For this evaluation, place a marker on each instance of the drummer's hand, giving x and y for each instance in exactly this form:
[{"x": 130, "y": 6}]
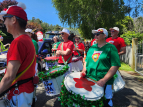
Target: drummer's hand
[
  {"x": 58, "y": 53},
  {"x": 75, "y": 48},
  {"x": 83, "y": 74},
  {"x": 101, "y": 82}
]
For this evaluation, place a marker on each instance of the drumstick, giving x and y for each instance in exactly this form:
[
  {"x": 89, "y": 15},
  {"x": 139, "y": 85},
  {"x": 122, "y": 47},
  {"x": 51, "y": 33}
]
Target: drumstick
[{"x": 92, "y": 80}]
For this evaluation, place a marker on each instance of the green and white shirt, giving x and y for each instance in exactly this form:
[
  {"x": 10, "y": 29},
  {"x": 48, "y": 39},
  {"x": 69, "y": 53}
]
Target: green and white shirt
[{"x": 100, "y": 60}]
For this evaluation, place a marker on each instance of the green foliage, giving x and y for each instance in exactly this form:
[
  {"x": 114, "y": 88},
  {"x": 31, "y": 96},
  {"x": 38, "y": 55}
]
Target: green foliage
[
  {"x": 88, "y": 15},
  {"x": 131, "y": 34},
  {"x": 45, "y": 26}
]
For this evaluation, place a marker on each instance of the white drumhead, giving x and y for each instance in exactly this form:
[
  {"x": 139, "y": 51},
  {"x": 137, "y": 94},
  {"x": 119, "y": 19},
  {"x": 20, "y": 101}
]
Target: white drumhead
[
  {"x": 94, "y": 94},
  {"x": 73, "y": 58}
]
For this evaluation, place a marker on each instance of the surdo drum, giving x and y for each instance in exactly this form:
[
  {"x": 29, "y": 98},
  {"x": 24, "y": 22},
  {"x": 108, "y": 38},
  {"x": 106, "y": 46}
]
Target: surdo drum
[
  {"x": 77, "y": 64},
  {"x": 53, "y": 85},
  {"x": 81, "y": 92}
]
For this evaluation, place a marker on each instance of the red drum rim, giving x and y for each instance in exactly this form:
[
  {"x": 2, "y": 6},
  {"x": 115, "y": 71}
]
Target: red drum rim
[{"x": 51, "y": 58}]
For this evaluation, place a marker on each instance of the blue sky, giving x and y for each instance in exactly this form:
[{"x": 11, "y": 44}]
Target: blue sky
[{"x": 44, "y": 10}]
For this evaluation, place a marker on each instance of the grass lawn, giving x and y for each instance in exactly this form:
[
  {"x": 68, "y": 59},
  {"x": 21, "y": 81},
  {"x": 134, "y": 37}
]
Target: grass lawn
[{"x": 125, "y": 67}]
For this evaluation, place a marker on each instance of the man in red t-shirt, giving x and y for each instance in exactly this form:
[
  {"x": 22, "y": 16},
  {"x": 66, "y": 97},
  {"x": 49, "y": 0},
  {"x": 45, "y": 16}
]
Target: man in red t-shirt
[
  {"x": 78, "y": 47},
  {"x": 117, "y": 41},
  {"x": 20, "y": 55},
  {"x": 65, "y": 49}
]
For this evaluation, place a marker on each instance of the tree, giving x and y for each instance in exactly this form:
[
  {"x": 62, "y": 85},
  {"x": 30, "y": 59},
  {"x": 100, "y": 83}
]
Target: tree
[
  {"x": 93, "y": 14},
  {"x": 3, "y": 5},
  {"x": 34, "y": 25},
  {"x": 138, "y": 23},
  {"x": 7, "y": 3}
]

========

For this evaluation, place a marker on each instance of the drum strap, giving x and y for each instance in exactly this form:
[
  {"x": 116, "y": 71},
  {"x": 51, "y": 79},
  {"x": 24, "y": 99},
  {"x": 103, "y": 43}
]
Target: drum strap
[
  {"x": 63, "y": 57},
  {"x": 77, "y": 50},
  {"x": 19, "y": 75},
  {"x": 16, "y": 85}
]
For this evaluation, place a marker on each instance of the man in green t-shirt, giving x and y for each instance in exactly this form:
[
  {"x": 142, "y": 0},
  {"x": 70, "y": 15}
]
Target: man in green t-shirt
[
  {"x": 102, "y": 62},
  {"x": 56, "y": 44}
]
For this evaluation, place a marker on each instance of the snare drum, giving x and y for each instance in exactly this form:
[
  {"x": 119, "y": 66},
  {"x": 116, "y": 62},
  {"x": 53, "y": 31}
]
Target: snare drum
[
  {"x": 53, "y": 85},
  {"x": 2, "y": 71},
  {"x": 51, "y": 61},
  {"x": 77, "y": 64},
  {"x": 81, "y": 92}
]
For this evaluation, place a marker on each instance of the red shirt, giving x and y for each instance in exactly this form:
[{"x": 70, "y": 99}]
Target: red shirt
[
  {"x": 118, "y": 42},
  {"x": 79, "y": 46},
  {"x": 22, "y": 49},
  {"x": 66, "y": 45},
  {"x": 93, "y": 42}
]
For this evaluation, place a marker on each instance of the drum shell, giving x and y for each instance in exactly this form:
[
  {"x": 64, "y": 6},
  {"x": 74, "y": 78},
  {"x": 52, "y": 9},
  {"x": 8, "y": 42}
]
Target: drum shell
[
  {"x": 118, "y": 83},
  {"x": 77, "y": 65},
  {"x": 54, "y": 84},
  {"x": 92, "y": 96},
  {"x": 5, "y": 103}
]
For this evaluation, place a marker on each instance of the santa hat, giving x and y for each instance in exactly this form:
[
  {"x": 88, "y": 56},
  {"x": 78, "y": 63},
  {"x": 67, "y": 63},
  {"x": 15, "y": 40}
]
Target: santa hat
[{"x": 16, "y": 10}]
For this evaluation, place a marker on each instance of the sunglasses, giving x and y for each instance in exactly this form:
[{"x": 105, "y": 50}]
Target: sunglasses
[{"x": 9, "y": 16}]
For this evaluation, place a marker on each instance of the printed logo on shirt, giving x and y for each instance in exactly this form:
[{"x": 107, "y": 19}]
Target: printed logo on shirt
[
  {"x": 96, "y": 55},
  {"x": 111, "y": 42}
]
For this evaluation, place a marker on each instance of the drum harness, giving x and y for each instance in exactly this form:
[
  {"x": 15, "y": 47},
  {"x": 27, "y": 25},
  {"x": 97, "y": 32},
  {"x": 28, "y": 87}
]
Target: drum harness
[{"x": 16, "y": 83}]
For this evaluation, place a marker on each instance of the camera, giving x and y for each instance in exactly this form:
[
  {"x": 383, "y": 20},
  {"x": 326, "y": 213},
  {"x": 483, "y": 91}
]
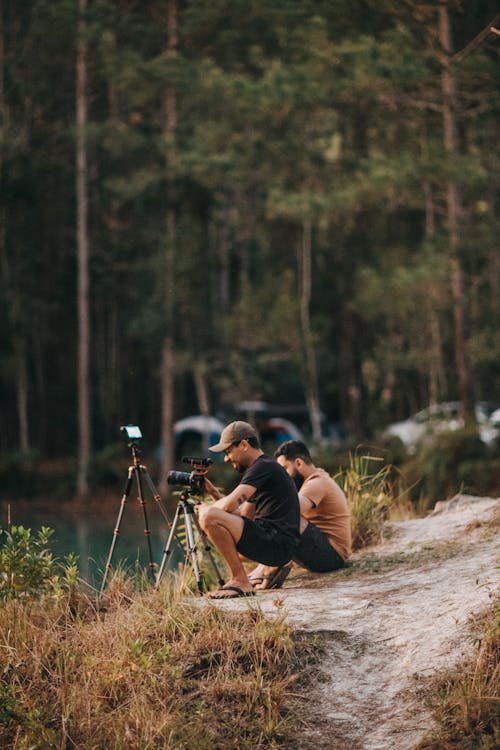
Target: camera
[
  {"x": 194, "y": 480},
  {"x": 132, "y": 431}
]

========

CHALLENGE ▸
List each line of the listing above that contains the word "sunglasses", copying every such line in full.

THE OUTPUT ▸
For this evaluation, place a marker on each instance of the sunglasses, giving x and y for each instance in exactly this form:
Target: sunglasses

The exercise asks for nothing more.